### GIVEN PASSAGE
---

Since the dancing baby delighted our screens more than two decades ago, memes have taken various forms, their popularity aided as tools have made it easier to create memes of our own. Still photos and images, like the now ubiquitous text-overlaid image memes, can be easily created on the fly with some basic Photoshop skills. Giphy offers a whole trove of GIF-style memery. Internet discussion boards like Reddit are a constant source of new viral fodder, too. But memes, going forward, are venturing into a new sphere—the real world—thanks to augmented reality.
Today, Snap (the company behind Snapchat) introduced Lens Studio, a desktop app for creating your own Snapchat lenses. The steps to create one are straightforward. First, upload your artwork—you’ll need to have created a 3-D image in another app before importing it into Lens Studio. Then, you can use Snap’s program to animate your creation with movement patterns and animation triggers. From there you submit your design. Once approved by Snapchat, you’ll get a Snapcode you can use to share with friends and followers.

---

### APPLY WHAT YOU READ
[1] Say whether each statement agrees with the passage about memes and Lens Studio, answering yes or no and quoting the deciding words: (a) Lens Studio is a mobile app; (b) the artwork must be made as a 3-D image in another app before it is imported; (c) a Snapcode is issued before Snapchat approves the design.
[2] Answer these questions from the passage about memes and Lens Studio:
(a) Which site offers a trove of GIF-style memery?
(b) Which company is behind Snapchat?
(c) What can a creation be animated with in Snap's program?
[3] Proceed with the passage about memes and Lens Studio, starting after its last sentence.
The lines after the passage about memes and Lens Studio have nothing to do with it.

---

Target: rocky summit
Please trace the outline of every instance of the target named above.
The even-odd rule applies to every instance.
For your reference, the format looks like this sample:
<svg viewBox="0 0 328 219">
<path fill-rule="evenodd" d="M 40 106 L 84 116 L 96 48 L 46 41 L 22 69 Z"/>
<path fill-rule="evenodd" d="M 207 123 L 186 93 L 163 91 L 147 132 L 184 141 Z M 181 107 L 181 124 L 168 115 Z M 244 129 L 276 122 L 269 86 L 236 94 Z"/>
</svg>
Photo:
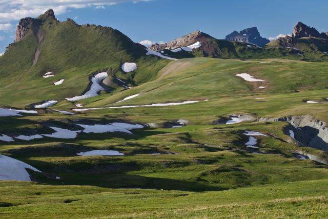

---

### ANSWERS PER TASK
[1]
(a) No: "a desktop app for creating your own Snapchat lenses"
(b) Yes: "you’ll need to have created a 3-D image in another app before importing it into Lens Studio"
(c) No: "Once approved by Snapchat, you’ll get a Snapcode"

[2]
(a) Giphy
(b) Snap
(c) Movement patterns and animation triggers

[3]
Users have been able to upload location-based geofilters themselves, but with the addition of Snapcodes—glorified QR codes—these user-uploaded world lenses will be different. You can only use a geofilter if you’re in a specific area, which limits virality. With a shareable Snapcode, however, a filter can be shared with friends, friends of friends, and contacts near and far—and that is what’s necessary for a creation to enter meme territory.
Snap has been building up to this. The company pioneered and popularized the augmented reality lens, starting with selfie-targeted options like the puppy filter—which pastes a dog’s nose and ears onto your face—and the flower crown filter, which adorned your head with a delicate wreath. Since then, Facebook and Instagram have caught onto the trend and implemented similar filters in their own apps. Snapchat, meanwhile, has continued to expand its AR filtering options. World lenses, the type of filter users are now able to create through Lens Studio, inserts animations or graphics into the world around you (as captured by your phone’s rear-facing camera). The results can be delightful or, more often than not, incredibly silly.
This is what we saw in Snapchat’s first true AR meme, the dancing hot dog that surged to stardom this summer. It was just a 3-D animation of a hotdog that could breakdance, but it made its way into the hearts (and even Twitter feeds) of many Snapchat users. In this case, Snapchat made the dancing hot dog itself, but Lens Studio opens Snapchat up for dozens, if not hundreds, of new and different such augmented reality meme opportunities.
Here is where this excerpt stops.